→ **Task set**:
1 > In the parole article, roughly how much does each paroled inmate pay into the parole and prison system during their years of parole, according to the new data?
2 > Resume the parole article from its final sentence.

→ **Extracted text**:
---
How To Free Yourself From Parole With:




By Mark Clayton




High security prison – undisclosed location          source: Newszines





A growing number of prison inmates released after having completed court defined sentences, have to pay the parole system monthly for years afterward. “Do your time … and you’re a free man.” That was the old saying’ in the U.S. prison system for roughly the last two-hundred years. Suggesting if you ‘do your time,’ you’ve paid your debt to society. But … what if, what was once true is not true today, if actions alone are the measure; and, as it turns out, ‘actions’ are often the exact measure courts and juries use to determine guilt, so let’s measure …


New data released by multiple states and federal sources over the last 12-months, proves that ‘old saying’ greatly wrong nowadays, with nearly five-thousand-dollars of expense, per paroled inmate, being paid during their years of parole, paid directly into the parole and prison system; even if the inmate had completed their original sentence, and displayed good behavior inside.
---
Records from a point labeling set
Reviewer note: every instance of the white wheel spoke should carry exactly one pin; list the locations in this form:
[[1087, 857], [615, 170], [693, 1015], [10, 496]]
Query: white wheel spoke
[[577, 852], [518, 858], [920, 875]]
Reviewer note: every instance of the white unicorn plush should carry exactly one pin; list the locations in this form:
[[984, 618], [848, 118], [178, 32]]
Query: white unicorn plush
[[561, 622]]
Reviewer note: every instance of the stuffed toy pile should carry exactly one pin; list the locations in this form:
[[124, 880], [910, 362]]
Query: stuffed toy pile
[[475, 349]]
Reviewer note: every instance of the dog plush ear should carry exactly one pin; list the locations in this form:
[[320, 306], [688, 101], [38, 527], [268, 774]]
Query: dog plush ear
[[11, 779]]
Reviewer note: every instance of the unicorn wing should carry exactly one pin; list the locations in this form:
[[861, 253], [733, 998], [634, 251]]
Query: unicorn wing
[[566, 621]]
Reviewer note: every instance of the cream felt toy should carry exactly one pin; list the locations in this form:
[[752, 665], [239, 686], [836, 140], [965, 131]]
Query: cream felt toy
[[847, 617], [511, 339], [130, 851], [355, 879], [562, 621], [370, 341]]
---
→ **Written responses**:
1 > Nearly five thousand dollars.

2 >
Inside our modern prisons, prison operators and their Parole Board partners have a cagy legal process they like to use, so that even non-violent offenders, usually called “short timers” by the other residents, because ‘short timer’ inmates arrive with a short court sentence, an average six-month to one-year sentence. The ‘short timers,’ are the same inmates who later leave prison for freedom after serving their entire sentence, but loaded down with two-year, three-year and even five and six and seven years and more of “community supervised release;” which requires released inmates to have to pay monthly sums that – depending upon the state – range from $50 to over $100 every month, collected by the parole system from each individual required, as terms of release, to attend Parole Officer meetings.





Why would prison operators be in cahoots, in any way, with the parole board system in the matter of collecting parole oriented income? Once an inmate is released from prison by the parole board, prison authorities are no longer responsible for that inmate, and the parole board assumes responsibility. And ‘common sense’ suggests, once the prison releases an inmate, they would prefer not to see them again. Does that harken back to the “Do your time and you’re a free man” quote?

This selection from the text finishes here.